• [REQUIRED WORK]: Reproduce every line of the records below word for word, leaving out the pictures.

• [RECORDS FOR THE EXERCISE]:
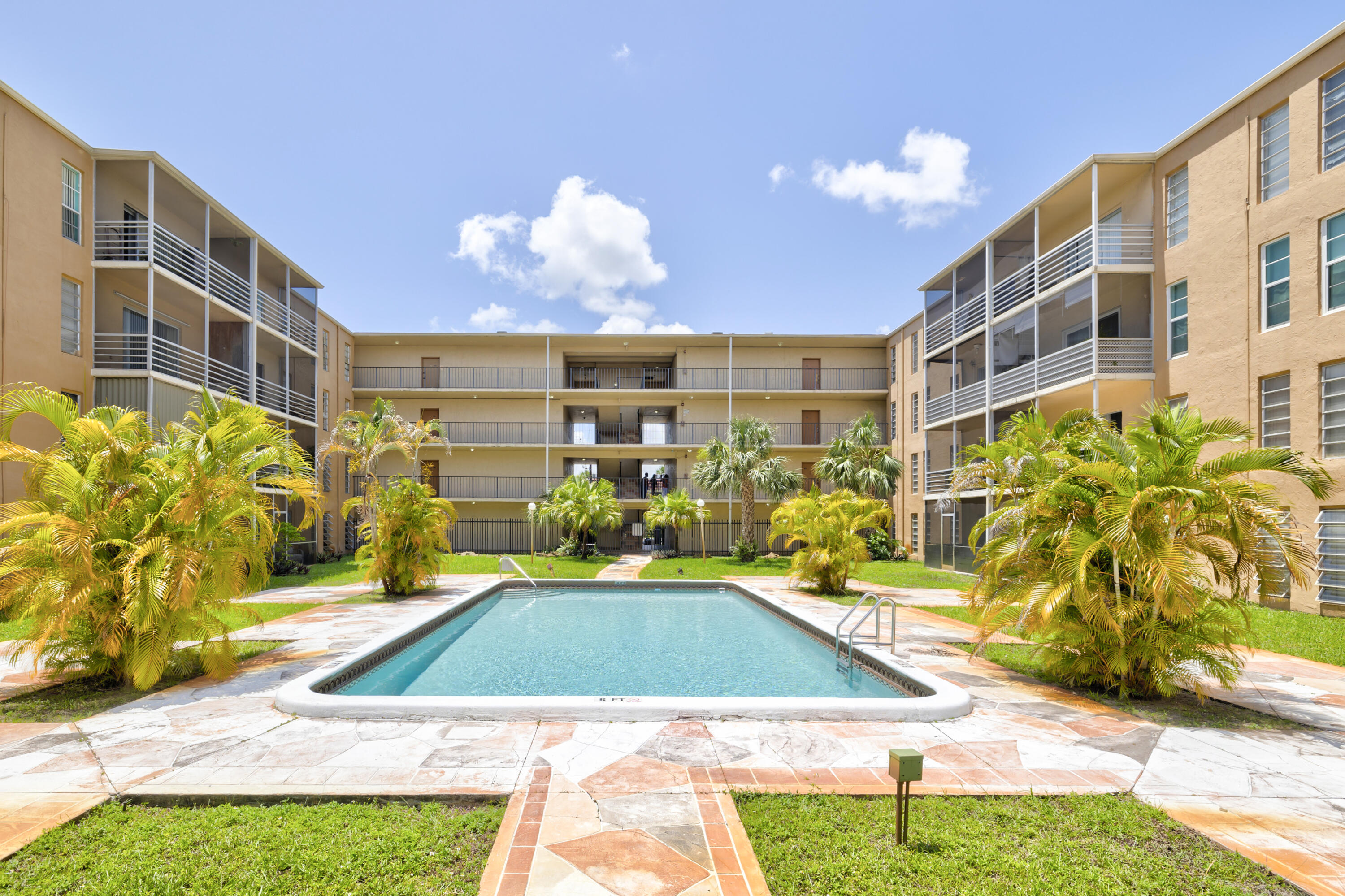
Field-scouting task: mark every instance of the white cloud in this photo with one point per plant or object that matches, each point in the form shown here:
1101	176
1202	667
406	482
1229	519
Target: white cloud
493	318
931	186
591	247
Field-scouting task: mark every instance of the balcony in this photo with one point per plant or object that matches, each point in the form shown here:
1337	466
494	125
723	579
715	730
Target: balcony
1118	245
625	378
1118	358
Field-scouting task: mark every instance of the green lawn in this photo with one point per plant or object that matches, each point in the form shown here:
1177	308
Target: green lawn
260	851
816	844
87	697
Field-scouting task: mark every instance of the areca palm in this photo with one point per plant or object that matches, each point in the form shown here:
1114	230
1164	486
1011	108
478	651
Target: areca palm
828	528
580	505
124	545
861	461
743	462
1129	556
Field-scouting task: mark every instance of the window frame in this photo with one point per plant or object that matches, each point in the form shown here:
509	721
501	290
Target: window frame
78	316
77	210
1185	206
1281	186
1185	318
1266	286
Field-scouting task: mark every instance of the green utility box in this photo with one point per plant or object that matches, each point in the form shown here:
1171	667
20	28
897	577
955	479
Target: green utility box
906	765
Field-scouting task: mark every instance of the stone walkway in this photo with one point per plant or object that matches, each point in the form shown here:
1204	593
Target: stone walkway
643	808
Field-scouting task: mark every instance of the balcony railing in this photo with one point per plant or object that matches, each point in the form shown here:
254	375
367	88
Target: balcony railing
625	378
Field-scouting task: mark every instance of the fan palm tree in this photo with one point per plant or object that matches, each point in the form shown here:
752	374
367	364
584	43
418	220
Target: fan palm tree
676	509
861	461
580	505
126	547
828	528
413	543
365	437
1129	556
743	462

• [ANSWER TO THE TASK]:
Field-scouting task: mark every instance of the white cloud in this photo with one point per plant or object that matches, each point in the form shown here:
1101	176
1202	667
406	482
1229	519
Target: white cloud
493	318
931	186
591	247
Field-scouting task: mark every instance of the balcony in this photo with one point per plant or object that matches, each point in the form shown here:
1337	466
494	125
723	579
715	730
Target: balcony
1118	245
625	378
1118	358
Field-scouting task: mark every instance of the green lawn in this photo with one point per plant or object that matches, each point in the form shown here:
1177	308
Target: green lawn
260	851
816	844
87	697
Field-scouting task: mark every instance of the areca palm in this photo with one point per plant or object that matches, each point in the form shown here:
1114	230
1164	486
1011	108
478	651
Target: areca palm
828	528
580	505
124	545
861	461
743	462
1129	556
Field-scouting task: mark every instance of the window frame in this photo with one point per plant or object that matches, each point in the form shown here:
509	721
501	290
Target: window frame
78	316
77	210
1185	206
1281	186
1185	318
1266	286
Field-scouting task: mark every instance of the green utility box in this photo with one point per plant or object that matches, each point in the form shown here:
1171	667
20	28
897	577
955	479
Target: green utility box
906	765
Field-scouting task: mark every instance of the stone walkway in this photo with one point per plant or object that matches, each point in the form shown here:
1204	593
Target: stone walkway
643	808
Field-scouting task: mark every instance of the balcony railing in this photo with one point per plant or object that matches, each point in the form shown here:
254	375
367	88
Target: balcony railing
625	378
Field-scouting task: mark every instance of the fan palm tree in this photo with one point per plant or object that matches, each point in the form shown here:
752	374
367	364
584	43
418	220
Target: fan palm tree
676	509
861	461
580	505
126	547
828	528
413	543
365	437
1129	556
743	462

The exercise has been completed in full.